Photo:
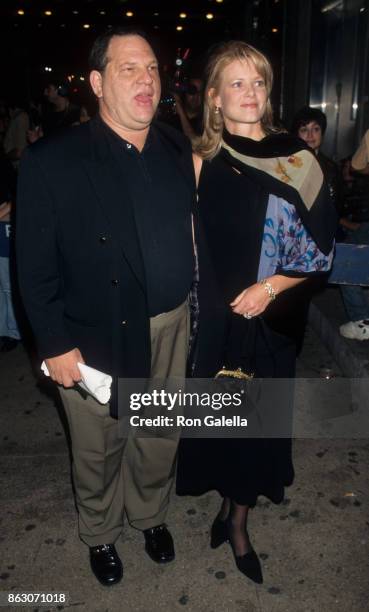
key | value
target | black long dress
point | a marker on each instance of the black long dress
(232, 210)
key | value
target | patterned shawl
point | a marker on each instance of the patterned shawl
(286, 167)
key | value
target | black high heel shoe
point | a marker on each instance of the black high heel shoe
(218, 533)
(248, 563)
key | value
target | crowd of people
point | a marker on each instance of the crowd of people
(217, 243)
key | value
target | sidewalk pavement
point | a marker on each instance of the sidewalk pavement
(314, 547)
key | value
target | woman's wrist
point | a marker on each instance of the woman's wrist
(269, 288)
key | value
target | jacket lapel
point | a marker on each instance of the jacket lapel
(114, 198)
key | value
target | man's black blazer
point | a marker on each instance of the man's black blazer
(80, 267)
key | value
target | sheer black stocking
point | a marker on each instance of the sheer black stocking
(237, 529)
(224, 510)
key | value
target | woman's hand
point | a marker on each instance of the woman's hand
(252, 301)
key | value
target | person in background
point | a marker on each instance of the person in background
(265, 235)
(355, 297)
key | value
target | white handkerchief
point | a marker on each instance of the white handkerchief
(93, 381)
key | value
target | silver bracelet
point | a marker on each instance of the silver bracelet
(269, 289)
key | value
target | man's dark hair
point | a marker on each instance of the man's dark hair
(98, 58)
(307, 114)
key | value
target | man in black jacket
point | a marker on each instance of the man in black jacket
(105, 260)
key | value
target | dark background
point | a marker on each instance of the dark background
(318, 48)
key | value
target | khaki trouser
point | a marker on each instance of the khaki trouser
(112, 474)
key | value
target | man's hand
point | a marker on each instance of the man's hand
(5, 209)
(252, 301)
(35, 134)
(63, 369)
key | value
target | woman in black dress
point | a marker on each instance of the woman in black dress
(268, 225)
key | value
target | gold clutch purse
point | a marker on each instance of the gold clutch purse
(239, 374)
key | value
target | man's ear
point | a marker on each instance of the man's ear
(96, 83)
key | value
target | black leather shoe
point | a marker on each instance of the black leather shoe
(218, 533)
(106, 564)
(248, 563)
(159, 544)
(8, 344)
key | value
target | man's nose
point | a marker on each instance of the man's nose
(250, 89)
(146, 76)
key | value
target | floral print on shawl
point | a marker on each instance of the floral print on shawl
(287, 246)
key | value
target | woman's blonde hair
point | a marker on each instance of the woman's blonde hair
(209, 143)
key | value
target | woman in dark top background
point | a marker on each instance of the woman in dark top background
(265, 214)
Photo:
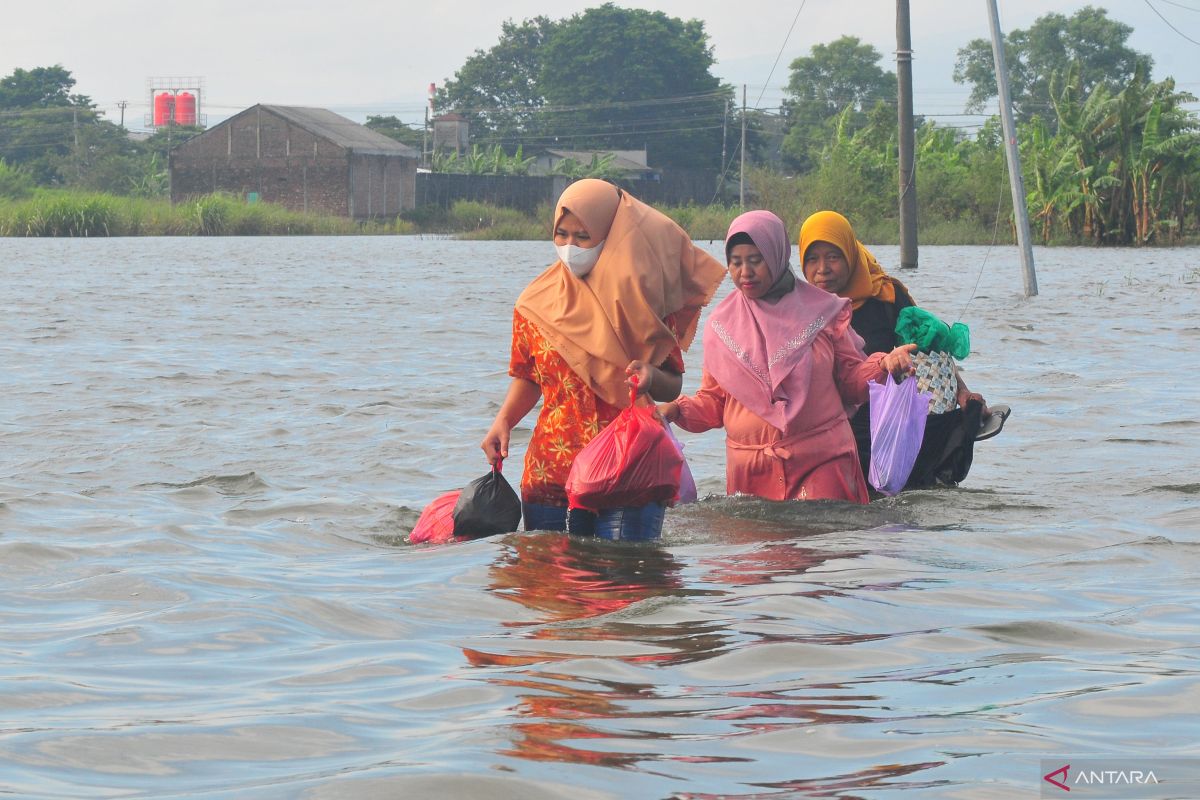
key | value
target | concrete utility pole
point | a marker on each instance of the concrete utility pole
(1015, 181)
(907, 145)
(742, 169)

--*--

# Task to carry out
Each entry should come back exactly as written, with its pictures omitted.

# Problem solution
Photo:
key | value
target | black long dress
point | a marker on each instance of the black long dress
(232, 210)
key | value
target | patterned shawl
point | a marker on each instance of the patterned shawl
(286, 167)
key | value
target | black high heel shoe
point | a marker on each instance of the black high heel shoe
(218, 533)
(248, 563)
key | value
target | crowd of people
point | a marker on each instance of the crowd of people
(217, 243)
key | value
target | sidewalk pavement
point | a marker on each instance of the sidewalk pavement
(314, 547)
key | value
target | woman's wrist
point | a marker on each instance of the woman's wrist
(269, 288)
key | value
target | jacket lapel
point | a marker on each instance of the jacket lapel
(114, 198)
key | value
target | man's black blazer
point | a marker on each instance of the man's black blazer
(80, 267)
key | value
target | sheer black stocking
point | a marker on each instance of the sheer black stocking
(237, 529)
(224, 510)
key | value
target | woman's hand
point | a marker on each instance of the woman's hand
(252, 301)
key | value
target | person in background
point | a marker on each instance of the person in background
(265, 235)
(355, 297)
key | value
target | white handkerchief
point | a marker on each instance of the white handkerchief
(93, 381)
key | value
target | silver bracelet
point | a marker on each instance of the silver bracelet
(269, 289)
key | value
target | man's dark hair
point | a marker on each instance of the man's dark hair
(98, 58)
(307, 114)
key | value
target | man in black jacket
point | a marker on each instance of the man in black jacket
(105, 260)
key | value
target | dark background
point | a marker on each instance of the dark background
(318, 48)
key | value
target | khaki trouser
point | a marker on each instance of the khaki trouser
(112, 474)
key | value
target | man's hand
point | a marker on each instance of the man's hand
(5, 209)
(252, 301)
(35, 134)
(63, 369)
key | value
target | woman in black dress
point | a marker on each instance of the woman in black dress
(268, 225)
key | value
target | gold clutch purse
point | a marker on each instance of the gold clutch purse
(239, 374)
key | value
target | man's ear
point | a marker on each instance of the man's ear
(96, 83)
key | value
target | black leather shoe
point | a marker on each instance of the black leather shoe
(218, 533)
(106, 564)
(248, 563)
(159, 544)
(8, 344)
key | value
target | man's nose
point | a marker on each instance of the man's nose
(250, 89)
(146, 76)
key | value
target | floral print on shawl
point | a marker on each instance of the floral print on shawl
(287, 246)
key | value
target | woman's blonde hair
point | a marker on each instance of the woman's blonde hair
(209, 143)
key | value
target | woman in dark top background
point | a marker on each instance of the woman in dark top background
(265, 214)
Photo:
key | value
target | concrete utility pole
point | a marker on each instance of the concrete utility pole
(1015, 181)
(907, 145)
(742, 169)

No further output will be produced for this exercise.